Task to complete
Rewrite all the records below in full, what_to_find lines included, shifting every bounding box coordinate up by 125.

____ Records for the exercise

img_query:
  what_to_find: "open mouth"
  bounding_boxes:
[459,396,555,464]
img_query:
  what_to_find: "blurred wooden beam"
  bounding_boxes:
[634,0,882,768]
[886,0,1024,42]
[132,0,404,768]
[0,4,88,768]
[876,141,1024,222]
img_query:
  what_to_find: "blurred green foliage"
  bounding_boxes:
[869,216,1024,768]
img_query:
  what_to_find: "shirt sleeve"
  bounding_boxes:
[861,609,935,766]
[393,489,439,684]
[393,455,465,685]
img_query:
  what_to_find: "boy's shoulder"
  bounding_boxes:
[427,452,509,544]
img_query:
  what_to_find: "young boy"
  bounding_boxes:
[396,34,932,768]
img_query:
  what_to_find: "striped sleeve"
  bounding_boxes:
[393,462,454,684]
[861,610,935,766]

________

Solved exercise
img_query:
  what_to_find: "open mouth"
  bounding_boxes:
[584,521,680,589]
img_query:
  what_to_find: "blurred wooden beam"
  bounding_boxes:
[759,125,1007,893]
[1011,125,1149,167]
[257,125,529,893]
[125,129,213,893]
[1001,266,1149,347]
img_query:
  what_to_find: "blurred green foliage"
  bounding_boxes:
[994,341,1149,893]
img_query:
  what_to_find: "shirt sleeve"
  bounding_boxes:
[986,734,1060,891]
[518,614,564,809]
[518,580,590,810]
img_query:
  what_to_find: "boy's shoulder"
  bounding_boxes:
[552,577,634,669]
img_query:
  what_to_find: "young boy"
  bounding_boxes:
[521,159,1057,893]
img_query:
  what_to_find: "striped sleeve"
  bounding_boxes:
[518,587,579,809]
[986,735,1060,891]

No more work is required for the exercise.